* Records to process
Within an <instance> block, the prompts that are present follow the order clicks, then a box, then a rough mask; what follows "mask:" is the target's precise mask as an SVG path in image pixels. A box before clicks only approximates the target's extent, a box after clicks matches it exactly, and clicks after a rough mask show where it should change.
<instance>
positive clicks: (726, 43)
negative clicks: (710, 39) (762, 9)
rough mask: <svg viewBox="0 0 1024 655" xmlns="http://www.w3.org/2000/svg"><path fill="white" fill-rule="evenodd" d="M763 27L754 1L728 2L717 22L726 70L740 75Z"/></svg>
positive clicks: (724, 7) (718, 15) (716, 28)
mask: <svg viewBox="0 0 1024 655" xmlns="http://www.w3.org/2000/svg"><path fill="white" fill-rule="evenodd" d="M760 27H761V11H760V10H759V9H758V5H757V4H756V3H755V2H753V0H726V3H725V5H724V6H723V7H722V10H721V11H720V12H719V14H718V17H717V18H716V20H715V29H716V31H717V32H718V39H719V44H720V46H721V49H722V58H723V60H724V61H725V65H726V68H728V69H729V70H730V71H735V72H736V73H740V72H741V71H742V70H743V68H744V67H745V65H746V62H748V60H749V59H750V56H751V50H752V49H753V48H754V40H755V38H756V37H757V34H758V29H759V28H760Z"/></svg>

...

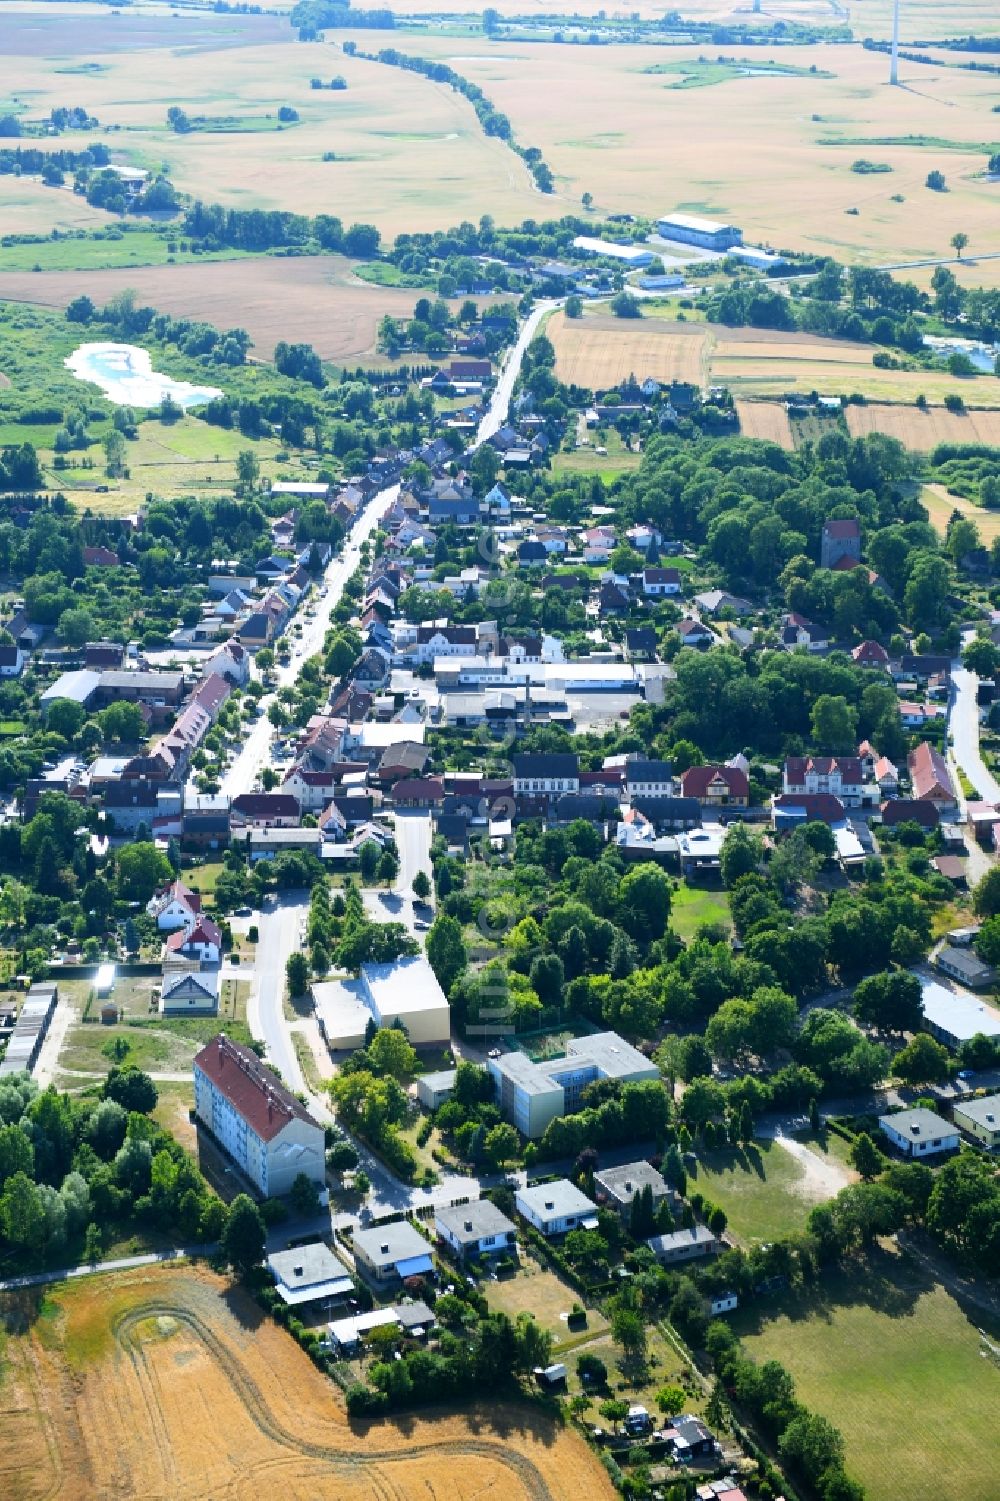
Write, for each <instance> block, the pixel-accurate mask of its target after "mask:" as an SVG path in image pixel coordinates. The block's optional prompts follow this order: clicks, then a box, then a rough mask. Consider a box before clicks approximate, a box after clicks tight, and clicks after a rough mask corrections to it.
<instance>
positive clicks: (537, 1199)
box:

* What you are asked to do
The stretch of entries above that starts with the line containing "negative clicks: (710, 39) (762, 9)" and goes on through the line containing "rough mask: <svg" is to be transcribed exactly, and no other line is to be transcribed.

* Task solution
negative clicks: (710, 39) (762, 9)
rough mask: <svg viewBox="0 0 1024 655" xmlns="http://www.w3.org/2000/svg"><path fill="white" fill-rule="evenodd" d="M763 27L754 1L728 2L717 22L726 70L740 75Z"/></svg>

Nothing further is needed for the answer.